▸ PAGE EXCERPT:
↓↓↓

[seam-dev] Seam Startup Performance

Pete Muir pmuir at redhat.com
Sun Jul 10 13:46:14 EDT 2011


I think there are significant improvements to be made in Weld as well to improve startup time if we follow through with the redesign of the architecture to only build needed meta-data - the majority of startup time is spent building metadata for classes that probably don't need it. Hopefully we will get some more staffing on Weld soon to see these changes happen :-)

I don't think there is any reason to not have portable extension notifications to be fired concurrently, though like you say this will trip up a lot of existing extensions.

On 9 Jul 2011, at 02:33, Stuart Douglas wrote:

> There is some multi threaded stuff that can be done, and I am hoping to do it for AS 7.1.
> 
> We could also optionally have a setting that allows portable extension notifications to be fired asynchronously, although you would need to make sure that all PE's in your add were thread safe. This would provide a massive boost to startup time.
> 
> Stuart 
> 
> 
> 
> On 09/07/2011, at 10:39 AM, Jason Porter wrote:
> 
>> I've wondered about the start time of Seam 3 apps. Seems like it takes a while. 
>> 
>> Lincoln: you on 1.1.1.Final now?
>> 
>> I've also wondered if event notification could be done or is done in a multi threaded way. We start getting a lot of those first life cycle calls going to many archives and it probably starts taking a bunch of time. 
>> 
>> Sent from my iPhone
>> 
>> On Jul 8, 2011, at 18:25, "Lincoln Baxter, III" <lincolnbaxter at gmail.com> wrote:
>> 
>>> God, doing that in Forge would be a nightmare. Too many classes, too many beans. I just need weld to start up faster!
>>> 
>>> On Fri, Jul 8, 2011 at 7:45 PM, Dan Allen <dan.j.allen at gmail.com> wrote:!

↑↑↑

▸ TASK STATEMENT: In the Seam startup performance thread, what does Pete Muir say most of Weld's startup time is spent on?

▸ DATA RECORDS:
↓↓↓

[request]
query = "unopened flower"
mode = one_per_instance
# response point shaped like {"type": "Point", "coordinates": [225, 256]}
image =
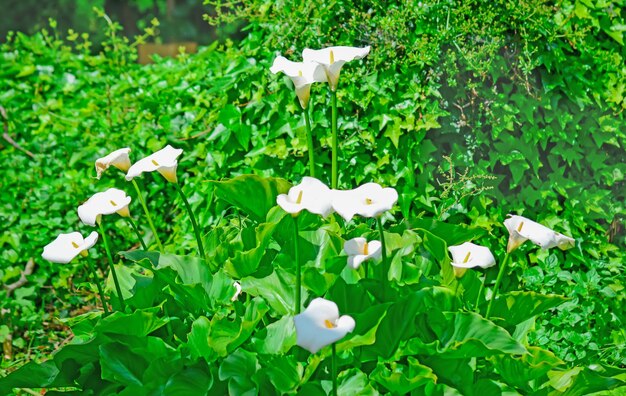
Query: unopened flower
{"type": "Point", "coordinates": [163, 161]}
{"type": "Point", "coordinates": [67, 246]}
{"type": "Point", "coordinates": [237, 287]}
{"type": "Point", "coordinates": [302, 74]}
{"type": "Point", "coordinates": [360, 250]}
{"type": "Point", "coordinates": [469, 255]}
{"type": "Point", "coordinates": [332, 60]}
{"type": "Point", "coordinates": [522, 229]}
{"type": "Point", "coordinates": [118, 158]}
{"type": "Point", "coordinates": [110, 201]}
{"type": "Point", "coordinates": [320, 325]}
{"type": "Point", "coordinates": [368, 200]}
{"type": "Point", "coordinates": [311, 194]}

↑↑↑

▸ TASK SOLUTION: Building metadata for classes that probably don't need it.